» **CHALLENGE 1**
Pull out every line of the rows below that contains the string "watermelon", treating uppercase and lowercase letters as different.
#### SOURCE PASSAGE
When Duck & Waffle in London's Heron Tower took the decision to open its doors 24/7, executive chef Dan Doherty knew he had to build a winning team that shared his ethos for the venture to succeed. Janie Manzoori-Stamford reports
After getting his first taste of the industry as a fresh-faced kitchen porter, Doherty spent three years doing an advanced apprenticeship with support from a (now Royal) Academy of Culinary Arts scholarship, undertaking a work placement in Michelin-starred restaurant 1 Lombard Street in London.
"It was the best thing I did because it instilled discipline and commitment in me from a very early age," he admits. "Everybody I know that graduated from that course and remained in the industry is a very, very good chef. People like Adam Byatt and my sous chef Tom Cenci. Not the old-school apprenticeship where you go and get bullied for five years at a three-Michelin starred restaurant. That's another way of going about it."
Having laid a solid career foundation, Doherty went to work at Roux Fine Dining, before taking his first head chef role at the Ambassador in Exmouth Market in 2008, followed by spells at the Empress in Victoria Park, and then the Old Brewery in Greenwich.
In March 2012, he assumed the executive chef role at Duck & Waffle on the 40th and top floor of the Heron Tower in the City of London, the second London launch from international restaurant group Samba Brands Management after Sushi Samba on the two floors below. It wasn't until he was in the depths of menu
development at a sister restaurant in Miami, ahead of Duck & Waffle's opening in August 2012, that the scale of the challenge became fully apparent. It was there that he learned of Samba Brands' owner Shimon Bokovza's plan to operate the restaurant 24 hours a day.
########
» **CHALLENGE 2**
Quote the Duck & Waffle article word for word from "When Duck &" to "Street in London.".
#### LISTING
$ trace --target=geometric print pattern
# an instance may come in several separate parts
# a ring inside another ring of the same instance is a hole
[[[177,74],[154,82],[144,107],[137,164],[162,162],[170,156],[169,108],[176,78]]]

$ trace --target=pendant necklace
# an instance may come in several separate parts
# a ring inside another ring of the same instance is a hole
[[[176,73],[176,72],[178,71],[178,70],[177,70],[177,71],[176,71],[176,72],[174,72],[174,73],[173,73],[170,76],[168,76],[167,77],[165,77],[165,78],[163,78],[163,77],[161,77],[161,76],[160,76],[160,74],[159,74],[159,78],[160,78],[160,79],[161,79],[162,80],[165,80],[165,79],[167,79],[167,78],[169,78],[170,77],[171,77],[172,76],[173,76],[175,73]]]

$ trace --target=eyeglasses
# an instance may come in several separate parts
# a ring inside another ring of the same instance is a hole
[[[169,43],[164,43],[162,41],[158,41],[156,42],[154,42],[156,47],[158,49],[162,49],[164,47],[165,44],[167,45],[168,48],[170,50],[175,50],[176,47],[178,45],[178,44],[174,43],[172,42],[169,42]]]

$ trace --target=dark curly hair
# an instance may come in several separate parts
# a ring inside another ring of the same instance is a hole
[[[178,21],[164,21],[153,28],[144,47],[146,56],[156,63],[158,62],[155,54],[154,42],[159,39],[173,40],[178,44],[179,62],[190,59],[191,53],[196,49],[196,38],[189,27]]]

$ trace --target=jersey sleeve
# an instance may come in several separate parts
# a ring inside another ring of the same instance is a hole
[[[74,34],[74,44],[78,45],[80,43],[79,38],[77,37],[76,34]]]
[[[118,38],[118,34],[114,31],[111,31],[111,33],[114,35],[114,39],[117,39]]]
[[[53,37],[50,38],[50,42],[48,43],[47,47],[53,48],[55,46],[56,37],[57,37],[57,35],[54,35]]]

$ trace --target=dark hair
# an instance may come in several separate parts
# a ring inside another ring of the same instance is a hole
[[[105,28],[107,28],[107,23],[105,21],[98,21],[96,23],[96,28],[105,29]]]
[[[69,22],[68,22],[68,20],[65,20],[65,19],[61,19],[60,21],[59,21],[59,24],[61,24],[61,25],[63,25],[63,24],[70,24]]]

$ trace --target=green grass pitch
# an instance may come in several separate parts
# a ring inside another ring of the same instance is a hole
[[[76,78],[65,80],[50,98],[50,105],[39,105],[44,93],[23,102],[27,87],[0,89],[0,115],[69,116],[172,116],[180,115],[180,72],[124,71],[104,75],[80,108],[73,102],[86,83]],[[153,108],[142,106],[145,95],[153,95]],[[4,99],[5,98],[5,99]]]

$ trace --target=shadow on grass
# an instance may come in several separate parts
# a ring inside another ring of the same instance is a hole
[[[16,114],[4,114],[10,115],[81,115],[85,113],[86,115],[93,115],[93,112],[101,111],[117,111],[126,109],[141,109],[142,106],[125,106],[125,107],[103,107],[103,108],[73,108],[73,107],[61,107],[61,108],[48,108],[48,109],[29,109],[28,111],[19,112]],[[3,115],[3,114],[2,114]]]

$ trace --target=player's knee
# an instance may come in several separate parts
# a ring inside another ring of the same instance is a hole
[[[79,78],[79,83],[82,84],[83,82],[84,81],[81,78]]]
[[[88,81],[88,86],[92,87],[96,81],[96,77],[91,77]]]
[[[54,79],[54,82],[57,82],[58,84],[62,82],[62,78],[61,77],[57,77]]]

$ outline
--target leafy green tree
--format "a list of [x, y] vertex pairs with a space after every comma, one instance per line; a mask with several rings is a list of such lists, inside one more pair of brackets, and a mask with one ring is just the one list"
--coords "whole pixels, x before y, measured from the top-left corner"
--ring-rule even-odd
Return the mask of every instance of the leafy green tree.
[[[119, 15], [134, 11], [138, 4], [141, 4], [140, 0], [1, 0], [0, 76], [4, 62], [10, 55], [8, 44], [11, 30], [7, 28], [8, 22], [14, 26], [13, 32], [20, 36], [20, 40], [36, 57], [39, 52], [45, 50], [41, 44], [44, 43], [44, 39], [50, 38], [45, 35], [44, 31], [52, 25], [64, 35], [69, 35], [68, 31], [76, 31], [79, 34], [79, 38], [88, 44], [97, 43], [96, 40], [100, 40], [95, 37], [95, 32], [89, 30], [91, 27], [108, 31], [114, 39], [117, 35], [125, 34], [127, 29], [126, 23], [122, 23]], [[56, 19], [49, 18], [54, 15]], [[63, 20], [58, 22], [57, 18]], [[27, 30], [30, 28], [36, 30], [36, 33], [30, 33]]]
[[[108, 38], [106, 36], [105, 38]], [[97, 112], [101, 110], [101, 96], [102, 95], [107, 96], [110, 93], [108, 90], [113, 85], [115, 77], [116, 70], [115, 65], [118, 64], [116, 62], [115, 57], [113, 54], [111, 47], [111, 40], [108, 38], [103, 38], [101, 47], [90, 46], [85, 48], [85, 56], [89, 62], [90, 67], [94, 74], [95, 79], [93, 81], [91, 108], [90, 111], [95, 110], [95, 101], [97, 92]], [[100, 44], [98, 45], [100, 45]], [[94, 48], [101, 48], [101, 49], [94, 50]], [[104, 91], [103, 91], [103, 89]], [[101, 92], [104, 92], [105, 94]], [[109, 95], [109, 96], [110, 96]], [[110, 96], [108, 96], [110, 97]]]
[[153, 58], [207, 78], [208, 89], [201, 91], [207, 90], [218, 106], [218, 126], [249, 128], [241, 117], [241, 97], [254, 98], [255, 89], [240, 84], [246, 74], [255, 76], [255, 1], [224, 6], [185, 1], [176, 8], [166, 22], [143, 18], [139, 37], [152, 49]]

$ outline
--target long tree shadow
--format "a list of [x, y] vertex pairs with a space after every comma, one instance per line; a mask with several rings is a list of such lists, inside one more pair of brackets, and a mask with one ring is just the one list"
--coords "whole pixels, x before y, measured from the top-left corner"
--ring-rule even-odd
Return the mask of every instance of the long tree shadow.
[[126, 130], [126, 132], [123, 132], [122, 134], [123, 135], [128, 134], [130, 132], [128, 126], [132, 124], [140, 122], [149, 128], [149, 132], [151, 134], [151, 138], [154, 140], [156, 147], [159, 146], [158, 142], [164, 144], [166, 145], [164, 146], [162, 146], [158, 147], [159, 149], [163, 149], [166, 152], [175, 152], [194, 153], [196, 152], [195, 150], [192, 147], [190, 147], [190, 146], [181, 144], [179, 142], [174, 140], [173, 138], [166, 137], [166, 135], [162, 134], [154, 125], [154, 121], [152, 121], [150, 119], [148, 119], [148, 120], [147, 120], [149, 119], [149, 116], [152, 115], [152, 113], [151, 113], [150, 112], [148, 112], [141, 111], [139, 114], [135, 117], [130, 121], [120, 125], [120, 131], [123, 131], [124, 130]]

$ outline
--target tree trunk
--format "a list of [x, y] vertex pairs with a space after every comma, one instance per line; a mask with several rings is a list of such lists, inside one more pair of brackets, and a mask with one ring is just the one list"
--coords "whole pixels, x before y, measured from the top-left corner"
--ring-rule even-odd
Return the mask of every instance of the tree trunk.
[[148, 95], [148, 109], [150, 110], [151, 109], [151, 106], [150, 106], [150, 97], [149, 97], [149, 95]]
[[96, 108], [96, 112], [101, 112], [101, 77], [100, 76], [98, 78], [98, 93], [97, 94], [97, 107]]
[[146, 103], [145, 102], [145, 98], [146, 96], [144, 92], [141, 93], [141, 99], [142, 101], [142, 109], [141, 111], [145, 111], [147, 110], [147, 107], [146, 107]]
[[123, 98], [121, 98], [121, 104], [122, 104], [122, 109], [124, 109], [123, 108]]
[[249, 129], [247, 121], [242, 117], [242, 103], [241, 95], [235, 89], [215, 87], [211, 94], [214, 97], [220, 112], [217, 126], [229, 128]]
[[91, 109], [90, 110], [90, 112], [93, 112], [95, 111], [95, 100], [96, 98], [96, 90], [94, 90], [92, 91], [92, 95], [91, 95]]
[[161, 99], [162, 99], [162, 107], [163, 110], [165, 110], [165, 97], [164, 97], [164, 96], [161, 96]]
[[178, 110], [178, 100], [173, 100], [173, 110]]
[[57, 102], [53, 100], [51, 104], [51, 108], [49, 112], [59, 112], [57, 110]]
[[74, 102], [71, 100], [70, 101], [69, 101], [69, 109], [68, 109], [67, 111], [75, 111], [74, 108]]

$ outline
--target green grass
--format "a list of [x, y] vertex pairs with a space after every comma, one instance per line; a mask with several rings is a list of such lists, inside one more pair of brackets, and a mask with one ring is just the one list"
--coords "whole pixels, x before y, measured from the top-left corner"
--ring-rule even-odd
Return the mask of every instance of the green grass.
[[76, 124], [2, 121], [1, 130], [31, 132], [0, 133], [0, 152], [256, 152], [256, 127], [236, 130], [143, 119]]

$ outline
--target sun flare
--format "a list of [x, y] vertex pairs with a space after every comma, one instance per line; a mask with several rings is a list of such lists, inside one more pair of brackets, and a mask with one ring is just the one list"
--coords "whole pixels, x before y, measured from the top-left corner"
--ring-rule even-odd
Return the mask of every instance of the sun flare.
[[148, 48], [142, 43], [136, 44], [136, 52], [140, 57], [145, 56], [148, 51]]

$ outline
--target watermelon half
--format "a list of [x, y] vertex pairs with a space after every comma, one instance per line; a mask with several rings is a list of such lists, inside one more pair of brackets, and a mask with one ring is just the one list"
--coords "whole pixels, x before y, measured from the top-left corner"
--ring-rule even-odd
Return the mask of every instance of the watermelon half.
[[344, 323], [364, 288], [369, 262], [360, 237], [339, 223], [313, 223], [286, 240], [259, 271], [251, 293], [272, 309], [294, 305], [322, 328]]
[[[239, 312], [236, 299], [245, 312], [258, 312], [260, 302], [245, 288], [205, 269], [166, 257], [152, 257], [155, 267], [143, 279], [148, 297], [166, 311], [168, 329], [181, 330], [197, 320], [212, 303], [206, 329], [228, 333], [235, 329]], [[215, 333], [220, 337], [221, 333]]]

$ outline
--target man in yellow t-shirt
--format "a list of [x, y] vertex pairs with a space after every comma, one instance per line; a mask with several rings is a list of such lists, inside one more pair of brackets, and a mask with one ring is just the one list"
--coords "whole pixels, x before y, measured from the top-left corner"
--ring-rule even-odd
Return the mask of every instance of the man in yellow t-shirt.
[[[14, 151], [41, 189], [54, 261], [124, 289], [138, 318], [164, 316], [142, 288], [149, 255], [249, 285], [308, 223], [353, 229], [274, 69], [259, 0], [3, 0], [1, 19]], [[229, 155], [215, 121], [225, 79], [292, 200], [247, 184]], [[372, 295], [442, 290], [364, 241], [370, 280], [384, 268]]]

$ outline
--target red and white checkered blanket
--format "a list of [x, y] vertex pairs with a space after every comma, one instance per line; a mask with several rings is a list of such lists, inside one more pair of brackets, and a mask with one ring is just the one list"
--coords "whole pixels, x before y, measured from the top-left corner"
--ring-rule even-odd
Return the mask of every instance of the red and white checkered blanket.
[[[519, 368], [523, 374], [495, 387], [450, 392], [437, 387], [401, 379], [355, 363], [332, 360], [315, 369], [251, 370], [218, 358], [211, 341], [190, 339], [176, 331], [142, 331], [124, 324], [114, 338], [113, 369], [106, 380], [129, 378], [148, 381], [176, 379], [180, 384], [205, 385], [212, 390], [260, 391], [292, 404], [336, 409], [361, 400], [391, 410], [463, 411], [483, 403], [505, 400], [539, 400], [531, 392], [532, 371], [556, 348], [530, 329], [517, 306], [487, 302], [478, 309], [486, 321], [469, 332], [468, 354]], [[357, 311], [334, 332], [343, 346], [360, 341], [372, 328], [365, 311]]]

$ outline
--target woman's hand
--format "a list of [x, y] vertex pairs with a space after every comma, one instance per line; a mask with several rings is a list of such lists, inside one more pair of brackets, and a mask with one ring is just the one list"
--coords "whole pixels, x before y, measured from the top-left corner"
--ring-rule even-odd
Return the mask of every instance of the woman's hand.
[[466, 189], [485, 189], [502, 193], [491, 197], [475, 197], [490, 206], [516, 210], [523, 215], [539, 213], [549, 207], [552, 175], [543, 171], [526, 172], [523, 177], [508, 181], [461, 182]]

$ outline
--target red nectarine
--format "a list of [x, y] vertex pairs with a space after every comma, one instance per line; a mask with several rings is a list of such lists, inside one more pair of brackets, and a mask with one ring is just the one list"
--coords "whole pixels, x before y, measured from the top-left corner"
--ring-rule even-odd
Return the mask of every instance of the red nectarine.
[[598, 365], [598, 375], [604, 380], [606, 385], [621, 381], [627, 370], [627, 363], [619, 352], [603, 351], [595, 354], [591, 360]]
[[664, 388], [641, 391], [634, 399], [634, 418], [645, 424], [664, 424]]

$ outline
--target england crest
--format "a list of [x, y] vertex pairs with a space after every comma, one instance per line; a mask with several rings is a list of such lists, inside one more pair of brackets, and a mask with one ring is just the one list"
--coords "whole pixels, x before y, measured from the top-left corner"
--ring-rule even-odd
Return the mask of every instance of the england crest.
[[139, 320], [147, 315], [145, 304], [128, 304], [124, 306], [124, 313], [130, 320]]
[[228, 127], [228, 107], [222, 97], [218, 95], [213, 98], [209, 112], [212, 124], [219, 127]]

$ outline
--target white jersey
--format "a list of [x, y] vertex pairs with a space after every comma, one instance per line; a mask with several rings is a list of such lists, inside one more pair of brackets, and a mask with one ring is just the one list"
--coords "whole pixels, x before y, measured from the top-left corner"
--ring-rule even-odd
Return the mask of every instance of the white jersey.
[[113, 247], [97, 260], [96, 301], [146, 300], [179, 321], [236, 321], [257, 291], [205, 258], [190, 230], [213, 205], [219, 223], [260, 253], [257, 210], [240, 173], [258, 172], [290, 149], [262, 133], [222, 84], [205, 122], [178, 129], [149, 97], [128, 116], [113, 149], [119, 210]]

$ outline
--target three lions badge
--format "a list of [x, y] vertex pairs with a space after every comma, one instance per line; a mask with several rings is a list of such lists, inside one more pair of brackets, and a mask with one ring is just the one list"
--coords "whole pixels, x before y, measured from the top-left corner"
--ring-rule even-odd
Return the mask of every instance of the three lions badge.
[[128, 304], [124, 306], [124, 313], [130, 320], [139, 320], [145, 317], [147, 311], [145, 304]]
########
» **WORKED ANSWER 1**
--target watermelon half
Return the mask of every instance of the watermelon half.

» **WORKED ANSWER 2**
When Duck & Waffle in London's Heron Tower took the decision to open its doors 24/7, executive chef Dan Doherty knew he had to build a winning team that shared his ethos for the venture to succeed. Janie Manzoori-Stamford reports
After getting his first taste of the industry as a fresh-faced kitchen porter, Doherty spent three years doing an advanced apprenticeship with support from a (now Royal) Academy of Culinary Arts scholarship, undertaking a work placement in Michelin-starred restaurant 1 Lombard Street in London.